(Free-text object descriptions)
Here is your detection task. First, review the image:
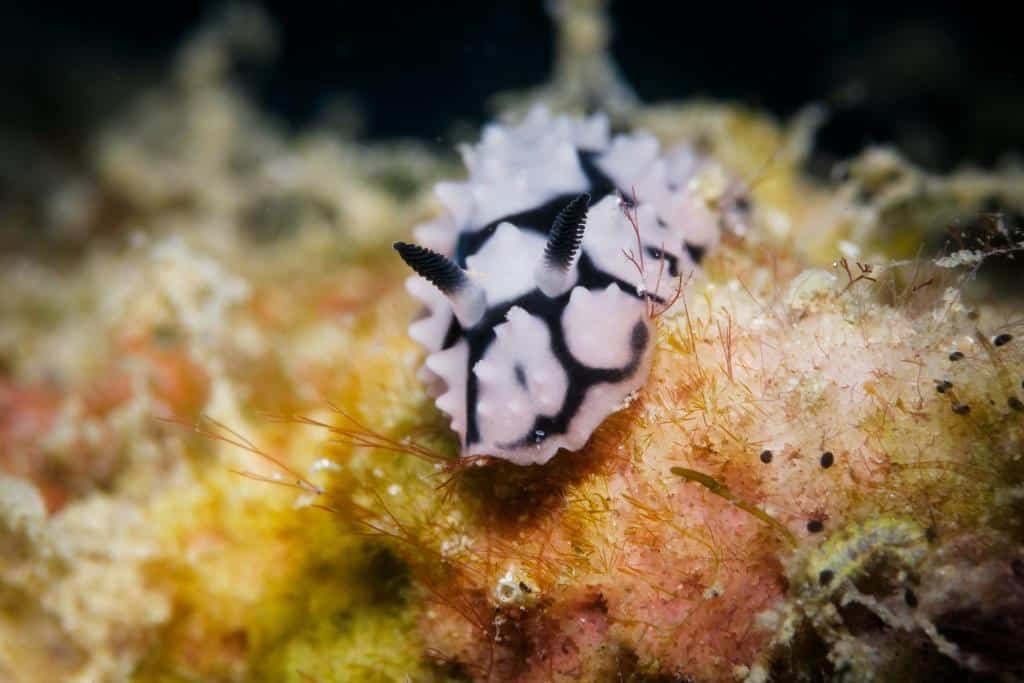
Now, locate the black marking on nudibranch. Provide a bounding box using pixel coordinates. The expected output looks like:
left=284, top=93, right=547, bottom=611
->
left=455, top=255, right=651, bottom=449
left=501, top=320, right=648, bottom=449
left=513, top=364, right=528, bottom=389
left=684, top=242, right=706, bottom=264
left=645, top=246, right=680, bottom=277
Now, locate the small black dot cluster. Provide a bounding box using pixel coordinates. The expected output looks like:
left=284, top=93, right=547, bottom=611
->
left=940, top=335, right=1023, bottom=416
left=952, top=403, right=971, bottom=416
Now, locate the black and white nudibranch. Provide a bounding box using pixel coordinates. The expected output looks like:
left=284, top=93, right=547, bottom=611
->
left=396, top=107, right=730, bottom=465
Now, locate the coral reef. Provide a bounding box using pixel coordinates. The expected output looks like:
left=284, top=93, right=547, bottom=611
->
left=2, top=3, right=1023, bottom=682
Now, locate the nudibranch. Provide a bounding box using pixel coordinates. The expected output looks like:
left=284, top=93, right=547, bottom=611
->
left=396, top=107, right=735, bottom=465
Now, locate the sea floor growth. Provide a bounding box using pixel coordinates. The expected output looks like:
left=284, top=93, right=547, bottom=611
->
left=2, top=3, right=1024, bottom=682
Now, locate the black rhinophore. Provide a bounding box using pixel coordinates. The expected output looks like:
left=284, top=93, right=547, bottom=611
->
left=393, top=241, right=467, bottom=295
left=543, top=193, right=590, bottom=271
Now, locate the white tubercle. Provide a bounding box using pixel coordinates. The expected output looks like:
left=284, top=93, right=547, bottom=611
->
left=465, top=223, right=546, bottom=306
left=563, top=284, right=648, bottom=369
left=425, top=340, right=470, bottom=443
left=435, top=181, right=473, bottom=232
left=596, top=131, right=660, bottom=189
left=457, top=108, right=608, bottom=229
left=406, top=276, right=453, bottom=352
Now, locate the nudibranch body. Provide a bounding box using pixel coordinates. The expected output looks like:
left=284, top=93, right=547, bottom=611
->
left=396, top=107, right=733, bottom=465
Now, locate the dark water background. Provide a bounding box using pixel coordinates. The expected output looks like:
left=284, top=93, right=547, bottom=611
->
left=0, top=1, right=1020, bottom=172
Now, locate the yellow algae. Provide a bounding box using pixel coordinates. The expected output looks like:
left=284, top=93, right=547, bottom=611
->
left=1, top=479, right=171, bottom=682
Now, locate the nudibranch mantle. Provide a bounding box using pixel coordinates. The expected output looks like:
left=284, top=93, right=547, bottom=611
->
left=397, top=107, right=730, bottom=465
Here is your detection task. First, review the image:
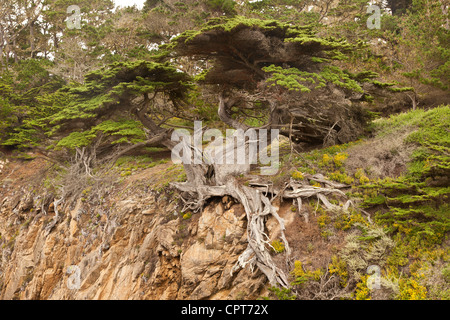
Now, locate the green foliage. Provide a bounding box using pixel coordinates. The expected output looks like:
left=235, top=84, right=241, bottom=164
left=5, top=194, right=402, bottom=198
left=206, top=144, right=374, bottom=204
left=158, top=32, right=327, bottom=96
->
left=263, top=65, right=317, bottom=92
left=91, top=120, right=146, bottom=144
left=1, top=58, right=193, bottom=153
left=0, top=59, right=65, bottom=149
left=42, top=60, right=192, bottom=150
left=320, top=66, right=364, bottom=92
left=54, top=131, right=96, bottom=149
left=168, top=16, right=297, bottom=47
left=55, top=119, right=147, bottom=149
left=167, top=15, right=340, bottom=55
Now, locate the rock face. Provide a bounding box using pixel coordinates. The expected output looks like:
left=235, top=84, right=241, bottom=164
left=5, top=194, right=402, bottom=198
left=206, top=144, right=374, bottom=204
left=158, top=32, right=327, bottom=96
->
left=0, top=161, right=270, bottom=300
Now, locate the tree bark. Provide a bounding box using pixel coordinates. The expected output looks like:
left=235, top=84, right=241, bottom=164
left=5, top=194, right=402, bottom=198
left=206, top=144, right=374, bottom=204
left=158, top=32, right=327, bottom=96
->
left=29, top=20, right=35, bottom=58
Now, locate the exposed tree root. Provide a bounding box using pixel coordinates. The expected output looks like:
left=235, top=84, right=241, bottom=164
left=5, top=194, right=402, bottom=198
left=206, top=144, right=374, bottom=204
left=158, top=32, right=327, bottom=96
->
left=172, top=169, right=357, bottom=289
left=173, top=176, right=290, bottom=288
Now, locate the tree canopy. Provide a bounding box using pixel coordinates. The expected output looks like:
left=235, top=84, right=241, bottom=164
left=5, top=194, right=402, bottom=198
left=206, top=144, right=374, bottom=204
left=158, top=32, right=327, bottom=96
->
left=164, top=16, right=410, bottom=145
* * *
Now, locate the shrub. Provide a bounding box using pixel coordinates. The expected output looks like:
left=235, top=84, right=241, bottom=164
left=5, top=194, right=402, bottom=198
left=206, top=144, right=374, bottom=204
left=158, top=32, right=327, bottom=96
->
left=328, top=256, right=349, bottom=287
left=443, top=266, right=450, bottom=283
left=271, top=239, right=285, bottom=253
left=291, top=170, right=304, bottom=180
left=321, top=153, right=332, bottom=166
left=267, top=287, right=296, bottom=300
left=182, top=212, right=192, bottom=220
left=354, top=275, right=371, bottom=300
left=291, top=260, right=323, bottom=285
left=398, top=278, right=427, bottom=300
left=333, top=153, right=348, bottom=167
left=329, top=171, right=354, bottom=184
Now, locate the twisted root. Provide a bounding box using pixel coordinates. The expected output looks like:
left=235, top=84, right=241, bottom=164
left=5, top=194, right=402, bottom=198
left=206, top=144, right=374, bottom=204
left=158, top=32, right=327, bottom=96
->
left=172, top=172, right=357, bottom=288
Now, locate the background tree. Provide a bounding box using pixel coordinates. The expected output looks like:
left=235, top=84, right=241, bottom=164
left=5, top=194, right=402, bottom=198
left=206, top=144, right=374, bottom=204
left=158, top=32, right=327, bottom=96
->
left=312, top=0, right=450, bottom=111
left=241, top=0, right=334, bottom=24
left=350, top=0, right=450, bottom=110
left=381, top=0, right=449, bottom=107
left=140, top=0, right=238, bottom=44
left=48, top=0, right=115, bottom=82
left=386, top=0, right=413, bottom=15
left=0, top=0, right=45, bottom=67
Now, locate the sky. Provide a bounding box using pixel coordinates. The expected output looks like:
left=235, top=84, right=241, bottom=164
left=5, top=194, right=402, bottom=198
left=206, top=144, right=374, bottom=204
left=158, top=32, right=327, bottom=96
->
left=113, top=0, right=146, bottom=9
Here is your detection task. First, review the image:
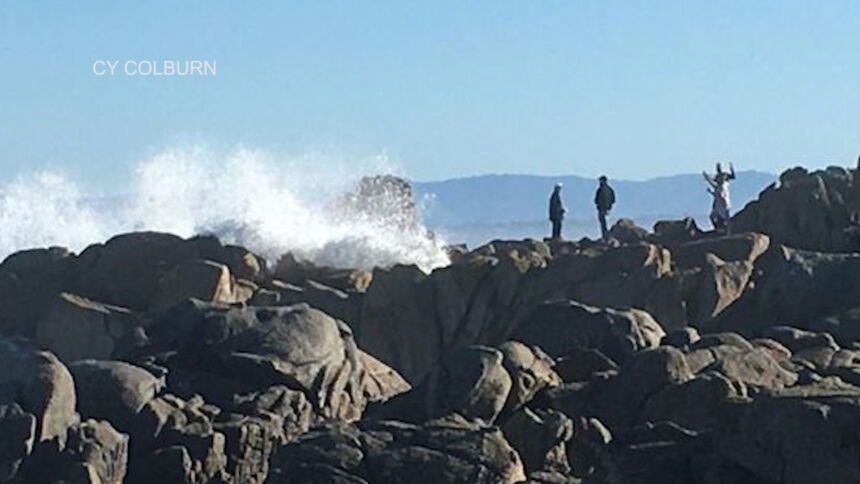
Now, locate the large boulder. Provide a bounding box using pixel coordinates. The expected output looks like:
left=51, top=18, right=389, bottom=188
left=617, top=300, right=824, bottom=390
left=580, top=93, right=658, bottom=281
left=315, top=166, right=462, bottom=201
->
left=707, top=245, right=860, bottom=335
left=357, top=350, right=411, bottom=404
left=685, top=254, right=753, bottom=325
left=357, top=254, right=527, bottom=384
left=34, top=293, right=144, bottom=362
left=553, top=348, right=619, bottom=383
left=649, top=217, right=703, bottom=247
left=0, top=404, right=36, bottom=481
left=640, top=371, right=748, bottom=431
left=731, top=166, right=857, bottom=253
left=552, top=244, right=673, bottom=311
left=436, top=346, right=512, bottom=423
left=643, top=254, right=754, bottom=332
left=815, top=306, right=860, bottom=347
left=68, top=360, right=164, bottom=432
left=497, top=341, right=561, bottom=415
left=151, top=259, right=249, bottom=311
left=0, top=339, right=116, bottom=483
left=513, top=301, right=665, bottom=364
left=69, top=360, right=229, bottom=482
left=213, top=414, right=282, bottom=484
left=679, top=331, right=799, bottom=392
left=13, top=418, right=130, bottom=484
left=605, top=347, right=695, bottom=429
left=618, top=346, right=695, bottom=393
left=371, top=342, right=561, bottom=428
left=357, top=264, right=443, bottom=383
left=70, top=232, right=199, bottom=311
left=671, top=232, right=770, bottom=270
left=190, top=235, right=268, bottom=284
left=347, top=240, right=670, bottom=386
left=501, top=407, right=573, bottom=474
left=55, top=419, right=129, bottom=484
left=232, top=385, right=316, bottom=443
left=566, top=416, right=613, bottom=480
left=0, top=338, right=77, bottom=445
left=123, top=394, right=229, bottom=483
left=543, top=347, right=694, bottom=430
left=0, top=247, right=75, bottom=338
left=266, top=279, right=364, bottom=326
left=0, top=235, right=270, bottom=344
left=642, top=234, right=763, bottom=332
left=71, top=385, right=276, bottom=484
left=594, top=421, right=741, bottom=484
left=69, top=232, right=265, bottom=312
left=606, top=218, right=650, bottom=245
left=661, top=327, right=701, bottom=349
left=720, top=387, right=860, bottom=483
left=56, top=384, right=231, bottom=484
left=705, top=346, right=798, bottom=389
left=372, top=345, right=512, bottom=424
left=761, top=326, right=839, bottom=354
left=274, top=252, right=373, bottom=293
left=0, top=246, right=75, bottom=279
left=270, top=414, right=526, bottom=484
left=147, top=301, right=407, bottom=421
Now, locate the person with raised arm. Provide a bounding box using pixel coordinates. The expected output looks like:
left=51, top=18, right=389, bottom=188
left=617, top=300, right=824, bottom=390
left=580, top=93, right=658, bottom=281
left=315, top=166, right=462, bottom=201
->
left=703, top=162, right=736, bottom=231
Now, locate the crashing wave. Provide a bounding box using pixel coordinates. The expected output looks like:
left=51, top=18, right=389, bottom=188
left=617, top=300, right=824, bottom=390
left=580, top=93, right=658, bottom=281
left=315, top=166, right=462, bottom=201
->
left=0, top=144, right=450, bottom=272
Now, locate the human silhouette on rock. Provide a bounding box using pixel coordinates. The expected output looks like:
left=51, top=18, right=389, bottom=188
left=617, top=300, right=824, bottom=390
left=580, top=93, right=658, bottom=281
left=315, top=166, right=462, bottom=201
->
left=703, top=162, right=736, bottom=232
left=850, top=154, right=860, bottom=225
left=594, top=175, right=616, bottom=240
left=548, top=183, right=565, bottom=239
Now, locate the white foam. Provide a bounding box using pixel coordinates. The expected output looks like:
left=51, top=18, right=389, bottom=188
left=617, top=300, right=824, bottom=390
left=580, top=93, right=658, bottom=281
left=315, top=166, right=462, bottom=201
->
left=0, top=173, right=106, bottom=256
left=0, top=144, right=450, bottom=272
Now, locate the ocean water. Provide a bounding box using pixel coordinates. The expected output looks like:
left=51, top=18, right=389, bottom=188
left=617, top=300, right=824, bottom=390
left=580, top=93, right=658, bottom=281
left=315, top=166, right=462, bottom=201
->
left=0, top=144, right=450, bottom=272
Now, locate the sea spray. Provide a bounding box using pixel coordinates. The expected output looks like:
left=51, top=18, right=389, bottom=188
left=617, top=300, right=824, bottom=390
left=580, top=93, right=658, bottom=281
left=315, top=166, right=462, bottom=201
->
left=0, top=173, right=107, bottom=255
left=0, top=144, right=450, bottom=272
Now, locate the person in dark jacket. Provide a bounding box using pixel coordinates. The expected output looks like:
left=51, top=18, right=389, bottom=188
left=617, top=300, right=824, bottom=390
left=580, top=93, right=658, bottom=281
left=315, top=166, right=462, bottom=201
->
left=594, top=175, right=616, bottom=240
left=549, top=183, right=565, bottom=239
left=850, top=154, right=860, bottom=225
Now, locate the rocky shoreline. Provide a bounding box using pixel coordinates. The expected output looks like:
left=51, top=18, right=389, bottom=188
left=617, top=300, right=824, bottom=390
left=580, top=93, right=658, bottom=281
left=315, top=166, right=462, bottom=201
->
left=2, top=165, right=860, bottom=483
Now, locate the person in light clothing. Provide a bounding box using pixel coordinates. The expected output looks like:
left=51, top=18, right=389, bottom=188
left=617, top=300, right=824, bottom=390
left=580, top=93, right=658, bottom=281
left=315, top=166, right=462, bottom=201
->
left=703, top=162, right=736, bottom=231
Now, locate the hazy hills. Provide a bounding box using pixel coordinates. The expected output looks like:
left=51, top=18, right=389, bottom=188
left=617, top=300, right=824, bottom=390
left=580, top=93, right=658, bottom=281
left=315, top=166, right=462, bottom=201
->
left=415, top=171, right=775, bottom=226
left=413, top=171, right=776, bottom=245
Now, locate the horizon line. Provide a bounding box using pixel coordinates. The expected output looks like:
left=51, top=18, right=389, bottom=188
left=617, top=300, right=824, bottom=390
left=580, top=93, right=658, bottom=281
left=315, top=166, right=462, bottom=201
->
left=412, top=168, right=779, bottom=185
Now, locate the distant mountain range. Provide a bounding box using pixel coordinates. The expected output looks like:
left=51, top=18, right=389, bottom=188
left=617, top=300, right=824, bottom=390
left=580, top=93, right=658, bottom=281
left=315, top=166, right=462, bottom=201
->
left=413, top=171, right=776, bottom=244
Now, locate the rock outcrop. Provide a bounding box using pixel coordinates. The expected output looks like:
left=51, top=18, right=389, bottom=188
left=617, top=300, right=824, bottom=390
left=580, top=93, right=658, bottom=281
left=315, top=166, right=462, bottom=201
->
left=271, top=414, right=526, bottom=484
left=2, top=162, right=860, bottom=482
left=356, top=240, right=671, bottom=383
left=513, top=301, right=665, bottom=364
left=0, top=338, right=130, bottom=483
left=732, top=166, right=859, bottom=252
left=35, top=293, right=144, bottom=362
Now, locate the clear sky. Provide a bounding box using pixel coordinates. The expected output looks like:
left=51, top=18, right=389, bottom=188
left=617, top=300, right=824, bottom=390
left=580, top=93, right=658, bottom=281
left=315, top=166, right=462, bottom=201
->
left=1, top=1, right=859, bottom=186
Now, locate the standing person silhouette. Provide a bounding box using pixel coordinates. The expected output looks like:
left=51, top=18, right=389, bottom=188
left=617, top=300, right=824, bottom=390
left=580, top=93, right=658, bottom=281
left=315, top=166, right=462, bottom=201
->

● **Work instruction**
Go through the records above, find each line with the string "dark", and copy it.

● **Output for this task**
Now, locate the dark water background. Provide a bounding box using pixel coordinates. The expected output looks like:
Now, locate the person in dark jacket. Provide a bounding box using pixel coordinates. The expected output looks like:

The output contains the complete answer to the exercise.